- Request -
Can you rewrite the lines from the one holding "segment --target sidewalk" through the end of the entries, both ends included, with "sidewalk" replaced by "footpath" and everything else left unchanged?

- Input data -
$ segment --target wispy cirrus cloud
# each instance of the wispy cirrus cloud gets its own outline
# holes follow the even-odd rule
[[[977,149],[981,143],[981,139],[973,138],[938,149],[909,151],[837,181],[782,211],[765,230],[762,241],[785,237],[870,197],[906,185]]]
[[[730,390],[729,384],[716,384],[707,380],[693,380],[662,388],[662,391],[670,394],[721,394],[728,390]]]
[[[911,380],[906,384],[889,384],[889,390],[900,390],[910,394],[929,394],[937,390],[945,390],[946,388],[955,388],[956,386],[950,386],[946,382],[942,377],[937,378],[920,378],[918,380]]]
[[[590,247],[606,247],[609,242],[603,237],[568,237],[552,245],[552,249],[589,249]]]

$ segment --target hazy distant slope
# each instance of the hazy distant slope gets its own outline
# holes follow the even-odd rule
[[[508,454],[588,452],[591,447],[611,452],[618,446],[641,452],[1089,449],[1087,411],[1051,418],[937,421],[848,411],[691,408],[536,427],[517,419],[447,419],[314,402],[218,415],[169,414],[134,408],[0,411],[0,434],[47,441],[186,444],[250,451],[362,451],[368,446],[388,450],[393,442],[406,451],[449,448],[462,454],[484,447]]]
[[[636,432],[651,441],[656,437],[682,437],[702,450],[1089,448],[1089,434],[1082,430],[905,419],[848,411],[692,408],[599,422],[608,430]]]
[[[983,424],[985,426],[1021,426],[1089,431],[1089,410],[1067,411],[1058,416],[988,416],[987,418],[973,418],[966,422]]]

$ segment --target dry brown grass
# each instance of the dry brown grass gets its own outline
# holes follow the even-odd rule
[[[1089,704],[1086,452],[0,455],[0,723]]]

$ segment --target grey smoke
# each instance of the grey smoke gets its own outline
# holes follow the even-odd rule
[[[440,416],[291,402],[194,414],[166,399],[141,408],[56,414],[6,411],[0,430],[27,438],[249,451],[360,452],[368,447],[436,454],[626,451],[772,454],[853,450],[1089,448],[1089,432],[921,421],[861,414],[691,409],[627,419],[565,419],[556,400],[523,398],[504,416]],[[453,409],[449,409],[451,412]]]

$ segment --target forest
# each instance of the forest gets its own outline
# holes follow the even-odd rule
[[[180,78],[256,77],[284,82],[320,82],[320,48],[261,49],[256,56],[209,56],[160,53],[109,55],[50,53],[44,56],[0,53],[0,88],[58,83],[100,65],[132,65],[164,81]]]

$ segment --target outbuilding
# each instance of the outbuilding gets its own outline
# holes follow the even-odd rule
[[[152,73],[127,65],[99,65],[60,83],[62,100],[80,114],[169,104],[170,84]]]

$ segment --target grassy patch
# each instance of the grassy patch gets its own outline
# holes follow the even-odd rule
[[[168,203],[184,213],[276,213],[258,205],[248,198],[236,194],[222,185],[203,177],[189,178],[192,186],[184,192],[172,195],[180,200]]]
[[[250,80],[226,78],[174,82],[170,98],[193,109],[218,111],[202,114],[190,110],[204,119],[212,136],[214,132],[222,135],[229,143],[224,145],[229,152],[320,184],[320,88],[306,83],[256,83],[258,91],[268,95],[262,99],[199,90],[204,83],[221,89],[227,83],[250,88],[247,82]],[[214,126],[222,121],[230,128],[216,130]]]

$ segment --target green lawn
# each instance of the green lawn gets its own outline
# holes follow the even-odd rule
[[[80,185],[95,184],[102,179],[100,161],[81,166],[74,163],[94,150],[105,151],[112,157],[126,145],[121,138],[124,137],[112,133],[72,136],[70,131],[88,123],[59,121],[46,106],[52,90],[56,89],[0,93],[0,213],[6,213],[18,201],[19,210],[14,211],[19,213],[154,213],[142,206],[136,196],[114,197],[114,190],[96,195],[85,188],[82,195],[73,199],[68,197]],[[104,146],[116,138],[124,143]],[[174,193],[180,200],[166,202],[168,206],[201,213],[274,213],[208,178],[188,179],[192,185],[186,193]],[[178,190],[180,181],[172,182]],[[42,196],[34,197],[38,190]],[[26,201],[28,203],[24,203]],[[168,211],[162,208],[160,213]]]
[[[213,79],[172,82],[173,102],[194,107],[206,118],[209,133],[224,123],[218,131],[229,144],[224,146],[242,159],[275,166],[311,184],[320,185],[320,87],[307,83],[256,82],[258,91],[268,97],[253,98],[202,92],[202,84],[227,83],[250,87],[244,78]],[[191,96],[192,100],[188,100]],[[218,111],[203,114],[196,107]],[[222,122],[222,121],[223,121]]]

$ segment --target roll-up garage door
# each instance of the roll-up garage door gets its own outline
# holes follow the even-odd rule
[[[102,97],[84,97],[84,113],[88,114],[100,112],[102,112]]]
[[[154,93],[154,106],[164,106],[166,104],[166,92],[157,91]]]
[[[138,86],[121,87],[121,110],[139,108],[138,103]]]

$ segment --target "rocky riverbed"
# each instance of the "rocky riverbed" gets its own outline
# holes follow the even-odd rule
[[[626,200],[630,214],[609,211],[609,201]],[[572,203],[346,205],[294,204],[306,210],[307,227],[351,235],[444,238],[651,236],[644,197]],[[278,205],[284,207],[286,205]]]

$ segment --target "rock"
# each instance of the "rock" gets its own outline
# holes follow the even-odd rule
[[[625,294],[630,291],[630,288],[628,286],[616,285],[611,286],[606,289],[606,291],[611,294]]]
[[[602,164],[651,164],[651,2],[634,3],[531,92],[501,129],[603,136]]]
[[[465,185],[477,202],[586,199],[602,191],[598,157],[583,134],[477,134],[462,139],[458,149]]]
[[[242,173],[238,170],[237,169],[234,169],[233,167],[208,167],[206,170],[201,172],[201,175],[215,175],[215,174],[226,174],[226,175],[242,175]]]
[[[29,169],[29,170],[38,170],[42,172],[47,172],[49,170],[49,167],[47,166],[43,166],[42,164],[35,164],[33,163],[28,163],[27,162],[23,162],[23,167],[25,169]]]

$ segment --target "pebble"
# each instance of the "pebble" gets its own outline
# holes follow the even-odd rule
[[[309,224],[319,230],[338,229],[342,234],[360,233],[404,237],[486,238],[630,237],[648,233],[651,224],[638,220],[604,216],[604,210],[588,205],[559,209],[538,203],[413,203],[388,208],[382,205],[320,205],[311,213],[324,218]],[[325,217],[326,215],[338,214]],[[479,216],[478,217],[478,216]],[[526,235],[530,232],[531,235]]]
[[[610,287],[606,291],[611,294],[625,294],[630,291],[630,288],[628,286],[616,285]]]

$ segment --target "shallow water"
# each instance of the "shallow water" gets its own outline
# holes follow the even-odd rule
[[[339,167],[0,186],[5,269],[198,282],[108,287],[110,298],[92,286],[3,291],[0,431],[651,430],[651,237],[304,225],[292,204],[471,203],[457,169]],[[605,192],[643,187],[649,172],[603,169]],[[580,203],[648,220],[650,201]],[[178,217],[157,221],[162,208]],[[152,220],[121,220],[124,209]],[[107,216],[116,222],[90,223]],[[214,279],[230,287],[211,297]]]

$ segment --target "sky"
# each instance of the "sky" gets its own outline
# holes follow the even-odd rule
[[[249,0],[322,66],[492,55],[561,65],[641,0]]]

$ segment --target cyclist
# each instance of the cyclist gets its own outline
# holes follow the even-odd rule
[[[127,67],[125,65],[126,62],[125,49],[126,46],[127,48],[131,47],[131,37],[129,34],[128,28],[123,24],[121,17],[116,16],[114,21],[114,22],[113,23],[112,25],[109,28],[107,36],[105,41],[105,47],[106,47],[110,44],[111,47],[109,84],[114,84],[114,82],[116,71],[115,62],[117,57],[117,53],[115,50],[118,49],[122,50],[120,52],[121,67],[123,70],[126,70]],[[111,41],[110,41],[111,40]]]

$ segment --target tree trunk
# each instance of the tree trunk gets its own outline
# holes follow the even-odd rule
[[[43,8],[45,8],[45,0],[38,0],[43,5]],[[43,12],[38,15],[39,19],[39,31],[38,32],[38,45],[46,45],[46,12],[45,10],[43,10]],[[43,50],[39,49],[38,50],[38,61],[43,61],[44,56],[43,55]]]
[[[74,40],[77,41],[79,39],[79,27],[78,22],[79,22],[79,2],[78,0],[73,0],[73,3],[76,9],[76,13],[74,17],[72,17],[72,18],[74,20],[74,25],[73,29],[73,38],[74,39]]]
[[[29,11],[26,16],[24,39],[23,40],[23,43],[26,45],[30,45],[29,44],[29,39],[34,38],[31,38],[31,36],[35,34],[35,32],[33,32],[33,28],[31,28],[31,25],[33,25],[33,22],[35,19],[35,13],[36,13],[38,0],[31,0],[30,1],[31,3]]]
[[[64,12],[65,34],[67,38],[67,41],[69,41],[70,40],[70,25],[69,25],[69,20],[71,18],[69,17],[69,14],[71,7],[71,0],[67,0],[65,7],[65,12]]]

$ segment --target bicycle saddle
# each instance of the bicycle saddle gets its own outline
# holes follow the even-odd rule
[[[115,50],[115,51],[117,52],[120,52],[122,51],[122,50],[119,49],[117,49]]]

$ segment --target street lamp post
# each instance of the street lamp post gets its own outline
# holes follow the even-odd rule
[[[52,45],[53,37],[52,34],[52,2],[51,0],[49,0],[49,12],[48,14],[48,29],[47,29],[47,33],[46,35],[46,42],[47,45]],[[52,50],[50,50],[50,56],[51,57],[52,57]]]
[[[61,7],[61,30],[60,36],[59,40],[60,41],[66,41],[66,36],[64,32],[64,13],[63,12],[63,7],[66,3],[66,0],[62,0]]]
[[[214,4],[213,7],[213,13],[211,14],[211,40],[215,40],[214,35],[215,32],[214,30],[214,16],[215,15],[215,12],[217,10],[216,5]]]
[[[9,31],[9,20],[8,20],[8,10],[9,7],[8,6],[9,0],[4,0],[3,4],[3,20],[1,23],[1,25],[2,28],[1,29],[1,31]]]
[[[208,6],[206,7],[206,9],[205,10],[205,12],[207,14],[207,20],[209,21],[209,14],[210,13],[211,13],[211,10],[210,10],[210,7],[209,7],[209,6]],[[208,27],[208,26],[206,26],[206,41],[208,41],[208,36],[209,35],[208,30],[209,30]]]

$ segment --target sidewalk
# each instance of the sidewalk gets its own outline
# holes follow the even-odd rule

- The response -
$ segment --target footpath
# each instance of the footpath gets its own outline
# holes follow the even-odd rule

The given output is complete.